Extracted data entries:
□ □ □ □ □

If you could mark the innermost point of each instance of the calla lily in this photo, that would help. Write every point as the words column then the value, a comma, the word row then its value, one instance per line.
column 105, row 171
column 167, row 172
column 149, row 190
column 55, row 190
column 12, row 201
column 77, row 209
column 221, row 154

□ □ □ □ □

WHAT IS ASKED
Rewrite the records with "calla lily" replaced by "tulip", leaving everything else the same.

RESULT OF THIS EXERCISE
If you could mark the innermost point of each instance of the tulip in this photo, that would help. Write every point as the words column then the value, a comma, the word row then its value, one instance per line.
column 105, row 171
column 167, row 172
column 149, row 190
column 55, row 190
column 12, row 201
column 77, row 209
column 221, row 154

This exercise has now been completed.